Someone on Radio 4 said she had heard about the sexism of Grand Theft Auto on ‘Women’s Hour’. It is called Woman’s Hour, though the other is possible, on the model of Children’s Hour. But I was struck in 2014 by a slide in certainty about singulars and plurals.
The three shakiest plurals are data, criteria and bacteria. Data has become not so much a singular noun as an uncountable one, like butter. So speakers can say ‘all the data collected is reliable’. Datum and criterion are almost extinct. A daily paper used a bacteria on its front page to mean a kind of bacterium.
This shakiness is made worse by a change in the way that nouns are used attributively, qualifying other nouns. The rules of English had required them to keep in the singular: a dog biscuit, a vegetable expert, a pig-proof fence. So one would have said bacterium-free environment. Today it is easy to say bacteria-free environment (justifying it on the grounds that the environment is free from bacteria). But one wouldn’t say a pigs-free environment.
The tendency was given momentum by the appointment of officials with informal titles like drugs tsar. It should be drug tsar. A parallel is drug baron. At the moment, newspapers are split between writing drug barons and drugs barons. Last month the Independent reported that the government was thinking of appointing an open data tsar. It would be impossible to call him an open datum tsar. You can have a child-protection officer, but not a datum-protection officer.
The mare’s nest is made messier by the identity in sound of a possessive and a plural: so, is it a pensioners champion or a pensioner’s champion or a pensioners’ champion? We’ve already seen the passing of the Children Act (with a novel of the same name from Ian McEwan), though there is constant discussion of child abuse.

■ INFORMATION PROVIDED:
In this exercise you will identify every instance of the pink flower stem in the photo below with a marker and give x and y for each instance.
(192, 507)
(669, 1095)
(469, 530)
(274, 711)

■ ACTIONS TO TAKE:
a) Return, word for word, the part of the passage on plurals that opens with the words containing "Someone on Radio" and closes with "kind of bacterium.".
b) Answer these questions from the passage on plurals:
(i) In what year was the writer struck by a slide in certainty about singulars and plurals?
(ii) Which three plurals does it call the shakiest?
(iii) What official did the Independent report the government was thinking of appointing?

■ EXERCISE RESULTS:
a)
Someone on Radio 4 said she had heard about the sexism of Grand Theft Auto on ‘Women’s Hour’. It is called Woman’s Hour, though the other is possible, on the model of Children’s Hour. But I was struck in 2014 by a slide in certainty about singulars and plurals.
The three shakiest plurals are data, criteria and bacteria. Data has become not so much a singular noun as an uncountable one, like butter. So speakers can say ‘all the data collected is reliable’. Datum and criterion are almost extinct. A daily paper used a bacteria on its front page to mean a kind of bacterium.

b)
(i) 2014
(ii) Data, criteria and bacteria
(iii) An open data tsar